### PROBLEM TO SOLVE
Please retype everything in the listing below, from the line containing "Where can you see the side" down to the very end, and leave out the pictures.

### INPUT DATA

========================================================================

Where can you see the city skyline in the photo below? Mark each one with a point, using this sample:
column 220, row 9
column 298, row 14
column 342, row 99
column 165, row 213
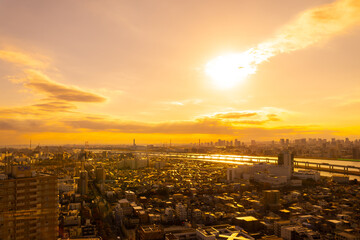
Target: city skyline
column 108, row 73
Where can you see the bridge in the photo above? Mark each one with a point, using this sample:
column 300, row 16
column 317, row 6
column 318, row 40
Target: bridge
column 241, row 160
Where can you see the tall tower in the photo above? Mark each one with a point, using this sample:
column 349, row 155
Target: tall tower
column 286, row 159
column 83, row 182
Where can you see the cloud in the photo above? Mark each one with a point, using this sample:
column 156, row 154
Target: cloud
column 22, row 59
column 308, row 28
column 235, row 115
column 44, row 108
column 40, row 83
column 257, row 117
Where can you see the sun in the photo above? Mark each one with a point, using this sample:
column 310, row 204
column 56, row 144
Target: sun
column 228, row 70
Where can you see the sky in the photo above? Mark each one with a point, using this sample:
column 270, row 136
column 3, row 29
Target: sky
column 110, row 71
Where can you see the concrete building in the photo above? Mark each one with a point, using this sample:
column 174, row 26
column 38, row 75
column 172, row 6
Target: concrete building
column 83, row 183
column 181, row 212
column 28, row 205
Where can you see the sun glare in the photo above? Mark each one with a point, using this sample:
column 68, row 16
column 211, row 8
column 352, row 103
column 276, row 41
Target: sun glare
column 228, row 70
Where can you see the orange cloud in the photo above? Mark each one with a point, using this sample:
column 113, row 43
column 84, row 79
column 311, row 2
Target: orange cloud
column 41, row 83
column 22, row 59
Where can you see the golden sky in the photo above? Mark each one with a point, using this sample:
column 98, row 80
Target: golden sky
column 110, row 71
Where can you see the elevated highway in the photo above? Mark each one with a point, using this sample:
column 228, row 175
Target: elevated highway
column 240, row 160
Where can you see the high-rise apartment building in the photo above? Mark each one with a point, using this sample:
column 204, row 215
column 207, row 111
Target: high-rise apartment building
column 28, row 205
column 83, row 182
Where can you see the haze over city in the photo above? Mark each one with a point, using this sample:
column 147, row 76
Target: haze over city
column 108, row 72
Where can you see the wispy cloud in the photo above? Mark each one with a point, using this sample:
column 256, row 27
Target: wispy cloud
column 41, row 83
column 22, row 59
column 310, row 27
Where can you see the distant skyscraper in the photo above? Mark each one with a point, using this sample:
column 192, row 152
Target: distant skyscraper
column 83, row 182
column 28, row 205
column 286, row 159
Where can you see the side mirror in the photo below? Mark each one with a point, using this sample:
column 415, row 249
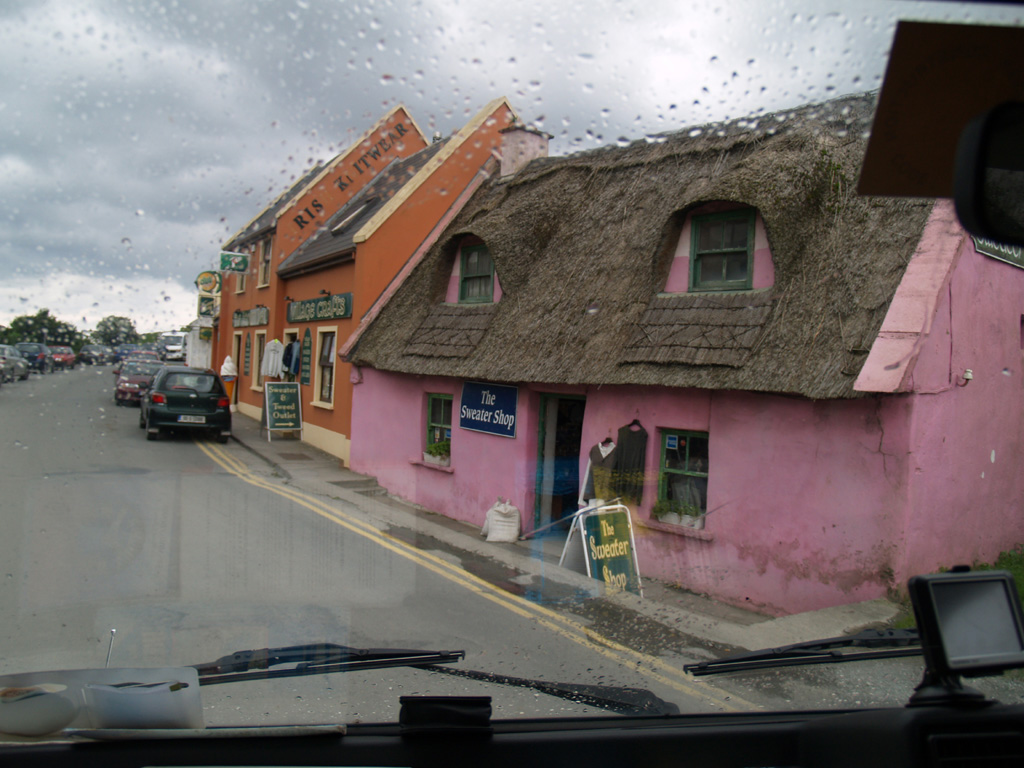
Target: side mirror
column 988, row 183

========================================================================

### REPLY
Where can you see the side mirror in the photo below? Mark each one with a point, using this sample:
column 415, row 249
Target: side mirror
column 988, row 183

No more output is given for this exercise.